REQUEST:
Reproduce the records, starting at the line that contains "Labeling rule: each instance of the alpaca mouth" and continuing through the end of the records, with -97 added to every coordinate value in the answers. Include the labeling rules unchanged.

DATA SECTION:
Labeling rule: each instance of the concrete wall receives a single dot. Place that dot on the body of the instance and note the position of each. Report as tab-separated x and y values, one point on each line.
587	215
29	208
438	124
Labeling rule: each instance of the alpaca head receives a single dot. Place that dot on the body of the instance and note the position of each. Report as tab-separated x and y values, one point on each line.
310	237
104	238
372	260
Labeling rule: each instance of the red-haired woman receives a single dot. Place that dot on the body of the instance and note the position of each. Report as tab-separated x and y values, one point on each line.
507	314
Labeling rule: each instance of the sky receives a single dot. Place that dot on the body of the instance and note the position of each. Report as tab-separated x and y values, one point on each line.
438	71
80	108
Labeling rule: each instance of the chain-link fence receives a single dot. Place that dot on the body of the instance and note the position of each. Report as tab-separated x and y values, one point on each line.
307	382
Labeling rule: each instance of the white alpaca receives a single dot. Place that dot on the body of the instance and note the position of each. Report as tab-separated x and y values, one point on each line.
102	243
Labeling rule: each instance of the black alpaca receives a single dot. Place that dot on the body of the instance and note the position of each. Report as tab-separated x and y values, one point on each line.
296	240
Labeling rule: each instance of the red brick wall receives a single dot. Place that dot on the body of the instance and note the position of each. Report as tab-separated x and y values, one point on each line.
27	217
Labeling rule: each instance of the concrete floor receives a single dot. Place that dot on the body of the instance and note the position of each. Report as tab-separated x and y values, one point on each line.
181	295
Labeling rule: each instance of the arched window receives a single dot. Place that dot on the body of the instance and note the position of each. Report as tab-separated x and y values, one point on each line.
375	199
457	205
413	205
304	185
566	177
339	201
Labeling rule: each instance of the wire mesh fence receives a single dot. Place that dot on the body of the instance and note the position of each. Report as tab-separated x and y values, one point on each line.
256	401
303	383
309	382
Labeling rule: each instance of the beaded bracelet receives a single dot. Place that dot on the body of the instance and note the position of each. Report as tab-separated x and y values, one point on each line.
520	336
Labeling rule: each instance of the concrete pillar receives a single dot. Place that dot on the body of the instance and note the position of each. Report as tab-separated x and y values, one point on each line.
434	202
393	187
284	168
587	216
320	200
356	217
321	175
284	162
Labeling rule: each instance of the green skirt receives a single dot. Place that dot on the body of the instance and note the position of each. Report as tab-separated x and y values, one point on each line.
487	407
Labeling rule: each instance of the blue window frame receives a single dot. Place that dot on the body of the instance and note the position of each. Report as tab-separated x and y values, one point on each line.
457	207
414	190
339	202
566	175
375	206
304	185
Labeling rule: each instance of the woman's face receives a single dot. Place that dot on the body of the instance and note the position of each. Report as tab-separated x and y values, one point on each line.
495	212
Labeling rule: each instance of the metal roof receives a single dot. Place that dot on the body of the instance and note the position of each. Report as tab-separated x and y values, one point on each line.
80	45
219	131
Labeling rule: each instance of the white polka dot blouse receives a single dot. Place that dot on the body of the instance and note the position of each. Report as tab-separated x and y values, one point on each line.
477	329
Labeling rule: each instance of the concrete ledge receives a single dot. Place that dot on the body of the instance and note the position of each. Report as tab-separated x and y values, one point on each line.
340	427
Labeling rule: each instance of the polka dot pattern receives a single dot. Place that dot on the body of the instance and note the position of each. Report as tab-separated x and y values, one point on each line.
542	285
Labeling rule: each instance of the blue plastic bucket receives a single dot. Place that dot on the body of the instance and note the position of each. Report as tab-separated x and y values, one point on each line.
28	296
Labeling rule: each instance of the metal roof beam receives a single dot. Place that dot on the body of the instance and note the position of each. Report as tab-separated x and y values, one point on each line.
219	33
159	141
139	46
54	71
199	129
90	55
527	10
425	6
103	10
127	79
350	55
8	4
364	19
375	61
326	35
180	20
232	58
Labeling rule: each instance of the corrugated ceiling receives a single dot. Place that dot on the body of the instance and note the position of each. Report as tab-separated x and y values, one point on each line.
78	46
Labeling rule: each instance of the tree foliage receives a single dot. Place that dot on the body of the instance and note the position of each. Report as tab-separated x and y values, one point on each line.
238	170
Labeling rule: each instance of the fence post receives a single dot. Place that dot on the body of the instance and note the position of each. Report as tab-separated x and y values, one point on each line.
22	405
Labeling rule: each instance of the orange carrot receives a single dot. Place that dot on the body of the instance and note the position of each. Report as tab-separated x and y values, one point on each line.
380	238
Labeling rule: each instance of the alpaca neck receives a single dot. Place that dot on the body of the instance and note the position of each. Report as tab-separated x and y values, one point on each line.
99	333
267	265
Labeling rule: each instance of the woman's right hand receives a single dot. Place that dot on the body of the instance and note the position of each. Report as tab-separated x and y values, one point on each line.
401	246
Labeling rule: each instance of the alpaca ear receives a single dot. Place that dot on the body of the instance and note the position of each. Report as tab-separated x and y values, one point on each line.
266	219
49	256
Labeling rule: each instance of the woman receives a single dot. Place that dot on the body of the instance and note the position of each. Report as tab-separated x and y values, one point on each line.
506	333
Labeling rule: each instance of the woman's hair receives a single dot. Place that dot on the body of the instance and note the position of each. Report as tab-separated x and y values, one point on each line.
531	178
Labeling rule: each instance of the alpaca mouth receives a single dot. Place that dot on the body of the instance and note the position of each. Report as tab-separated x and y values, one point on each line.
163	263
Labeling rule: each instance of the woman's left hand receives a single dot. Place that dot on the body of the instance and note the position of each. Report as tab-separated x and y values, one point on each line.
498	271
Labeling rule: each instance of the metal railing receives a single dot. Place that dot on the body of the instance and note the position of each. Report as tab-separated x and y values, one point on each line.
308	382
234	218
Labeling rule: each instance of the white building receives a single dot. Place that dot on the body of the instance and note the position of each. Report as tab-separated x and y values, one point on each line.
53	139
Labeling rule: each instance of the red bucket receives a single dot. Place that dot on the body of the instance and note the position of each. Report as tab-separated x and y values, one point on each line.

OUTPUT:
Labeling rule: each instance of the alpaca mouth receives a single dot. Place that dot on the body of the instance and note the position of each. Report as tab-separated x and y values, one point on each line.
66	166
Labeling rule: each instance of the woman's left hand receives a single dot. Place that dot on the body of the instance and note the position of each. Report as tab-separated x and y values, one point on each line.
401	174
Labeling rule: each instance of the metal railing receives a single dot. Place that dot on the body of the instance and note the position of each. Report as tab-separated x and y values, one point on each line.
211	285
137	121
Labeling rule: each instance of the white building receives a single dot. Place that dot on the body of the instance and note the position of each. Report as tab-separated x and y values, one point on each line.
-44	42
Labeling rule: each instance of the red bucket receives a single dot. Place that dot on the body of the instance and note the position of each. Report as tab-separated x and y values, one point on each line.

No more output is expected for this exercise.